The input:
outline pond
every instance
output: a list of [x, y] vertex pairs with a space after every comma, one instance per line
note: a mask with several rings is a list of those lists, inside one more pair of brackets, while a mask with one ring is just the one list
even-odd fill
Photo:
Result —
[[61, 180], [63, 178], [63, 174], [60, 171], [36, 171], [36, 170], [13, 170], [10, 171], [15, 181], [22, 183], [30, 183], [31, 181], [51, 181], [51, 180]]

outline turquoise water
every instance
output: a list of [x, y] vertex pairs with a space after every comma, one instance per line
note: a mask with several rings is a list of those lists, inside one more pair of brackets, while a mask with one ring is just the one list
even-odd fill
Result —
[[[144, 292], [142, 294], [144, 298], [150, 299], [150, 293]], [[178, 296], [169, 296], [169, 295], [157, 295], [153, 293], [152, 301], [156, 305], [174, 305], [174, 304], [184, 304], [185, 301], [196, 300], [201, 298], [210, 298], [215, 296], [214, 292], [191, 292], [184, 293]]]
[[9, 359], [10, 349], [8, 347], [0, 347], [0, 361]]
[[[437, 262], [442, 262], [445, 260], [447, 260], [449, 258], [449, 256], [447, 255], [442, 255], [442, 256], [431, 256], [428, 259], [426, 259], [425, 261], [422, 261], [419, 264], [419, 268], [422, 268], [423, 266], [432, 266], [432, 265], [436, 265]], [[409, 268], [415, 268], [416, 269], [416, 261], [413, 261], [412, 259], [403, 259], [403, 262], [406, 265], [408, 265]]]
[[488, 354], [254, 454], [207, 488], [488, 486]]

Directions for this task: Copy out all of the material above, line for line, without changing a single character.

Result of this exercise:
outline pond
every instance
output: a list of [x, y] vertex pairs with a space after every comma, one instance per line
note: a mask with several rings is a list of those lists, inside one more pair of brackets, while a mask with one ring is just the one list
even-odd fill
Photo:
Result —
[[61, 180], [63, 178], [63, 174], [60, 171], [36, 171], [36, 170], [13, 170], [10, 171], [15, 181], [22, 183], [30, 183], [31, 181], [51, 181], [51, 180]]

outline turquoise water
every instance
output: a list of [x, y] vertex pairs with a space after every comma, one instance per line
note: a mask with several rings is a list of those lists, inside one more pair of brackets, while a mask with one ring is just the one list
even-odd fill
Result —
[[[144, 292], [142, 294], [144, 298], [150, 299], [150, 293]], [[178, 296], [169, 296], [169, 295], [157, 295], [153, 293], [152, 301], [156, 305], [174, 305], [174, 304], [184, 304], [185, 301], [196, 300], [201, 298], [210, 298], [215, 296], [214, 292], [191, 292], [184, 293]]]
[[9, 359], [10, 349], [8, 347], [0, 347], [0, 361]]
[[[437, 262], [442, 262], [445, 260], [447, 260], [449, 258], [449, 256], [447, 255], [442, 255], [442, 256], [431, 256], [428, 259], [426, 259], [425, 261], [422, 261], [419, 264], [419, 268], [422, 268], [423, 266], [432, 266], [432, 265], [436, 265]], [[409, 268], [415, 268], [416, 269], [416, 261], [413, 261], [412, 259], [403, 259], [403, 262], [406, 265], [408, 265]]]
[[488, 354], [254, 454], [207, 488], [488, 486]]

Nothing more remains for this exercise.